• _WRITTEN INSTRUCTION 1_:
Answer these questions about the lease excerpt, one per line:
(a) How many convenience store and gasoline station properties were leased to subsidiaries of Global Partners?
(b) In what month and year were two of the leases assigned to subsidiaries of Global Partners?
(c) Who guarantees all three leases with subsidiaries of Global Partners?

═══ EXCERPTED TEXT ═══

As of September 30, 2016, we had three significant tenants by revenue:

 

   

We leased 164 convenience store and gasoline station properties in three separate unitary leases and one stand-alone lease to subsidiaries of Global Partners LP (NYSE: GLP) (“Global Partners”). Two of these leases were assigned to subsidiaries of Global Partners in June 2015 by our former tenants, White Oak Petroleum, LLC and Big Apple Petroleum Realty, LLC (both affiliates of Capitol Petroleum Group, LLC). In the aggregate, our leases with subsidiaries of Global Partners represented 21% of our total revenues for the nine months ended September 30, 2016 and 2015. All three of our leases with subsidiaries of Global Partners are guaranteed by the parent company.

═══ DATA FOR THIS TASK ═══

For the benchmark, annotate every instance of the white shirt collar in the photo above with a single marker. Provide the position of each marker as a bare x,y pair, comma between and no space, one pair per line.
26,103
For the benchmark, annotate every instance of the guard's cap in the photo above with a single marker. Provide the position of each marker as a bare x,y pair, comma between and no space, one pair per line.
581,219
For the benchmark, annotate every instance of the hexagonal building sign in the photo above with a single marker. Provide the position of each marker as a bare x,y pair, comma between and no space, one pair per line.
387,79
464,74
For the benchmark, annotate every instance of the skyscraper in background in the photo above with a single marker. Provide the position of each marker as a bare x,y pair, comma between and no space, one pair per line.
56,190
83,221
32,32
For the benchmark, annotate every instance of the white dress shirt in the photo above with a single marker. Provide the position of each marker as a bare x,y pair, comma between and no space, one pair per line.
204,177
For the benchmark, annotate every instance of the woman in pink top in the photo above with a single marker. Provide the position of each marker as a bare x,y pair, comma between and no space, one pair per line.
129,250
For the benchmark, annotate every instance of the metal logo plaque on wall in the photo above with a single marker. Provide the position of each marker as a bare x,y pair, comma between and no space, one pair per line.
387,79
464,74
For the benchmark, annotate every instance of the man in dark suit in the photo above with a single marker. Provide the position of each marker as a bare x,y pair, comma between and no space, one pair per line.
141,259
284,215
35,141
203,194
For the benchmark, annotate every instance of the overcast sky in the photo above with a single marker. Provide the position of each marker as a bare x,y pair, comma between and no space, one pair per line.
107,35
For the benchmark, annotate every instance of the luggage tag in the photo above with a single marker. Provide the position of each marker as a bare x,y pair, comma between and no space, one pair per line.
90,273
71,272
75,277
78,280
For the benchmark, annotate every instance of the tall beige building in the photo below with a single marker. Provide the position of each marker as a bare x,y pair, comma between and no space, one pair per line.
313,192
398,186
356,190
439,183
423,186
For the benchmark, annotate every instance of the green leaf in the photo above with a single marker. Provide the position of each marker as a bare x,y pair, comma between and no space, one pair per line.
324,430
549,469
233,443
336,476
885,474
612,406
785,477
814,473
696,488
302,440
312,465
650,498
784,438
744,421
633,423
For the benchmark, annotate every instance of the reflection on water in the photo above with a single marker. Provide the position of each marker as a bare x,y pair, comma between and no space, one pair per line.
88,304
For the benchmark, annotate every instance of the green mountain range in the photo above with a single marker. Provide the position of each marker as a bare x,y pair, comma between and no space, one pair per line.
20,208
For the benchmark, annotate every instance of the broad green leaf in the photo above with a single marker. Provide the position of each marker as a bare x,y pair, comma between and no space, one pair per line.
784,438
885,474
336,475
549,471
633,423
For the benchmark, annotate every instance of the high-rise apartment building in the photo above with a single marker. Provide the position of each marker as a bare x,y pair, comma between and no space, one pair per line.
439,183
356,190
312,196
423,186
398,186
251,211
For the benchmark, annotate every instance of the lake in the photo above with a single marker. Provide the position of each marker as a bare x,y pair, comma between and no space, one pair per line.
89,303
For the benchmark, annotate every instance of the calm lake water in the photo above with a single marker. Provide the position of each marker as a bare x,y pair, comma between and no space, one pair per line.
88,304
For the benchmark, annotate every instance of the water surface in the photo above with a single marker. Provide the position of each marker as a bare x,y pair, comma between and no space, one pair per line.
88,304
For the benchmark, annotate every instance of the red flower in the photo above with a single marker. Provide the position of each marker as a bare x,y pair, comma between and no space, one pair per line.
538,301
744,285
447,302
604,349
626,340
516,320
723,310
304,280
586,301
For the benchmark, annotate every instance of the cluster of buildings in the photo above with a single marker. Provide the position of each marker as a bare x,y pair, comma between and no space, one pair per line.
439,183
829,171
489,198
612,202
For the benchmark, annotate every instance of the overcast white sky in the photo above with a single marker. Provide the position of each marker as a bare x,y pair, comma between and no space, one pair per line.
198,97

═══

• _WRITTEN INSTRUCTION 2_:
Count the lines of the records that contain the word "water", treating case as significant. Reply with the number alone.

• _WRITTEN ANSWER 1_:
(a) 164
(b) June 2015
(c) The parent company

• _WRITTEN ANSWER 2_:
3